> _TASK OBJECTIVE_: Your response should consist of every line below, reproduced without alteration.

> _DATA EXCERPTS_:
----------
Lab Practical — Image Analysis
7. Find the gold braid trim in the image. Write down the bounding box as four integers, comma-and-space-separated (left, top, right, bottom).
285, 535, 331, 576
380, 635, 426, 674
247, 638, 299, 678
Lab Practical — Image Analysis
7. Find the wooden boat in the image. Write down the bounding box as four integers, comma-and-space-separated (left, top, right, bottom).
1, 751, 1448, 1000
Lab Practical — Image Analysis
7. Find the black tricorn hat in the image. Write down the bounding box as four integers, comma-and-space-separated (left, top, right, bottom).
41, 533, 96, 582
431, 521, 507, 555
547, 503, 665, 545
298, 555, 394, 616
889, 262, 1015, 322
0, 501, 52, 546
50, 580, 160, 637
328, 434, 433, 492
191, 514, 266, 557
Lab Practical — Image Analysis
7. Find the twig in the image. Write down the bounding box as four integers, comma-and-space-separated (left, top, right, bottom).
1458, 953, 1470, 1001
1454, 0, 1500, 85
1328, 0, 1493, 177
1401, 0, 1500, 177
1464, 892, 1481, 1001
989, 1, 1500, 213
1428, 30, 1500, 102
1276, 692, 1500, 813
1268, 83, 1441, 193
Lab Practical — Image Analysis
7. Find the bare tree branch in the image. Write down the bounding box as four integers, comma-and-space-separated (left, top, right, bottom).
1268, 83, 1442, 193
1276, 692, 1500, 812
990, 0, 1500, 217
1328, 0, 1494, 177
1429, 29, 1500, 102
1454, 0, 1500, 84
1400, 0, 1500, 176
----------
> _ANSWER TO THIS EXERCISE_:
Lab Practical — Image Analysis
7. Find the gold braid trim in the image. Write down the bounding box as four integers, comma-and-space-separated (left, top, right, bottom).
285, 535, 331, 576
380, 635, 426, 674
247, 638, 299, 678
Lab Practical — Image Analysis
7. Find the wooden boat in the image. Write down the bounding box as four integers, comma-and-space-separated (left, top, right, bottom).
1, 751, 1448, 1000
Lab Practical — Image Analysis
7. Find the black tricorn hat in the image. Write down the bounding box as four integers, comma-and-space-separated (left, top, right, bottom).
41, 533, 96, 582
431, 521, 507, 555
547, 503, 665, 545
298, 555, 394, 616
889, 262, 1015, 322
0, 501, 52, 546
50, 580, 160, 637
328, 434, 433, 492
191, 514, 266, 557
Lab Practical — Image Analysis
7. Find the twig in the image. Write down the bounding box as four integers, comma-and-space-separated (left, top, right, bottom).
1458, 953, 1470, 1001
1454, 0, 1500, 85
1328, 0, 1493, 177
1401, 0, 1500, 177
1464, 892, 1481, 1001
989, 1, 1500, 213
1428, 30, 1500, 102
1276, 692, 1500, 813
1268, 83, 1441, 193
Lab Practical — Image Analysis
7. Find the bare tree branch in the image. Write down the bounding box as four integers, comma-and-space-separated (left, top, right, bottom).
1268, 83, 1442, 193
1276, 692, 1500, 812
990, 0, 1500, 217
1328, 0, 1494, 177
1429, 29, 1500, 102
1454, 0, 1500, 84
1400, 0, 1500, 176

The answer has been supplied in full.